• [Provided data]

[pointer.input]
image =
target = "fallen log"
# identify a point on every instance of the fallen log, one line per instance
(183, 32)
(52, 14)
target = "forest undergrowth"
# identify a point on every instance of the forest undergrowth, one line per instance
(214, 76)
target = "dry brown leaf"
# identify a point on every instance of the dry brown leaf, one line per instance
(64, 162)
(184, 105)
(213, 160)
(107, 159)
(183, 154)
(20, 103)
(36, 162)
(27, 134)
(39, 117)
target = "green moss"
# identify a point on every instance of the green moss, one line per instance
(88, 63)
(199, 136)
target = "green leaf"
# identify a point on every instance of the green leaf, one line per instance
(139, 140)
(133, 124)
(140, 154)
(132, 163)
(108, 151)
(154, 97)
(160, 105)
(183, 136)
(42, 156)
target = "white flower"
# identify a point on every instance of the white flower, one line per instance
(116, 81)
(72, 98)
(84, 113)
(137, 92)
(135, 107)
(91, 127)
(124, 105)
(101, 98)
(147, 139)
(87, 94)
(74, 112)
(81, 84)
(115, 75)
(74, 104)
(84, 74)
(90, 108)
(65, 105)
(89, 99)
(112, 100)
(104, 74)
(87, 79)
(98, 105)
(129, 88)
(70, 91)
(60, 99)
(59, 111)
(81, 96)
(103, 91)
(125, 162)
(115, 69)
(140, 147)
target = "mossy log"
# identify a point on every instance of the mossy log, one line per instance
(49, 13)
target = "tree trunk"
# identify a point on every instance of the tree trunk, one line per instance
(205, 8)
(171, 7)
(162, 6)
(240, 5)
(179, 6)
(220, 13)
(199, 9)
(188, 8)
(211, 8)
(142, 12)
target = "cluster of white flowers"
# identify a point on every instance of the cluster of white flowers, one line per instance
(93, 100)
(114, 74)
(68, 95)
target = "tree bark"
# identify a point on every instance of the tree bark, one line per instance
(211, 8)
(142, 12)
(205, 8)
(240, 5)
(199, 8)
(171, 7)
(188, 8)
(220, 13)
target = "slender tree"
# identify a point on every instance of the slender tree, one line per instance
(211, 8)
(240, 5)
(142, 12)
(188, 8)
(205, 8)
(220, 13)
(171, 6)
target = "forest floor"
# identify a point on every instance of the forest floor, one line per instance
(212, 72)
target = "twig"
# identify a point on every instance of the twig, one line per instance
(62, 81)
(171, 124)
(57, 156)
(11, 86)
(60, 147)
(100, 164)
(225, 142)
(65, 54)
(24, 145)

• [To do] Repeat the data above, word for word.

• [Solution to the problem]
[pointer.input]
image =
target = "fallen log"
# identify a point on every instance of the fallen log, one line per instance
(183, 32)
(52, 14)
target = "forest undergrowth"
# identify a point on every instance of the forest undergrowth, one line per instance
(214, 76)
target = "dry brown leaf"
# identify a point on every instance of the dry brown leaf, one line per instance
(64, 162)
(184, 105)
(213, 160)
(107, 159)
(183, 154)
(20, 103)
(36, 162)
(27, 134)
(39, 117)
target = "green moss"
# identify a point on every instance of the green moss, one line per instance
(88, 63)
(199, 136)
target = "green leaf"
# identify a point on every instance of the green leaf, one line per instance
(139, 140)
(133, 124)
(140, 154)
(132, 163)
(108, 151)
(154, 97)
(160, 105)
(183, 136)
(42, 156)
target = "white flower"
# identify a point on every instance of the white flower, one line per instance
(116, 81)
(72, 98)
(84, 113)
(137, 92)
(135, 107)
(91, 127)
(124, 105)
(101, 98)
(147, 139)
(87, 94)
(74, 112)
(81, 84)
(115, 75)
(74, 104)
(84, 74)
(90, 108)
(65, 105)
(89, 99)
(112, 100)
(104, 74)
(87, 79)
(98, 105)
(129, 88)
(70, 91)
(60, 99)
(59, 111)
(81, 96)
(103, 91)
(125, 162)
(115, 69)
(140, 147)
target = "mossy log"
# identify a point on every instance of the mossy log, one line per instance
(49, 13)
target = "tree trunk"
# identify a point on every instance of the tree trunk, one line per instance
(205, 8)
(171, 7)
(162, 6)
(240, 5)
(179, 6)
(220, 13)
(199, 9)
(188, 8)
(211, 8)
(142, 12)
target = "cluster of white flowers"
# identify a point on every instance of the cluster of white flowers, one line per instance
(93, 100)
(114, 74)
(68, 95)
target = "tree bark"
# identify a point on every instance of the tree bark, one line per instance
(211, 8)
(142, 12)
(205, 8)
(240, 5)
(199, 8)
(171, 7)
(188, 8)
(220, 13)
target = "slender tree"
# identify a point on every instance of the slender tree, one line per instance
(211, 8)
(240, 5)
(142, 12)
(188, 8)
(205, 8)
(220, 13)
(171, 6)
target = "forest floor"
# identify a point on every instance of the forest floor, one line per instance
(212, 72)
target = "twig"
# identify a point on every instance of the twig, one line per instance
(62, 81)
(171, 124)
(57, 156)
(11, 86)
(60, 147)
(100, 164)
(225, 142)
(65, 54)
(24, 145)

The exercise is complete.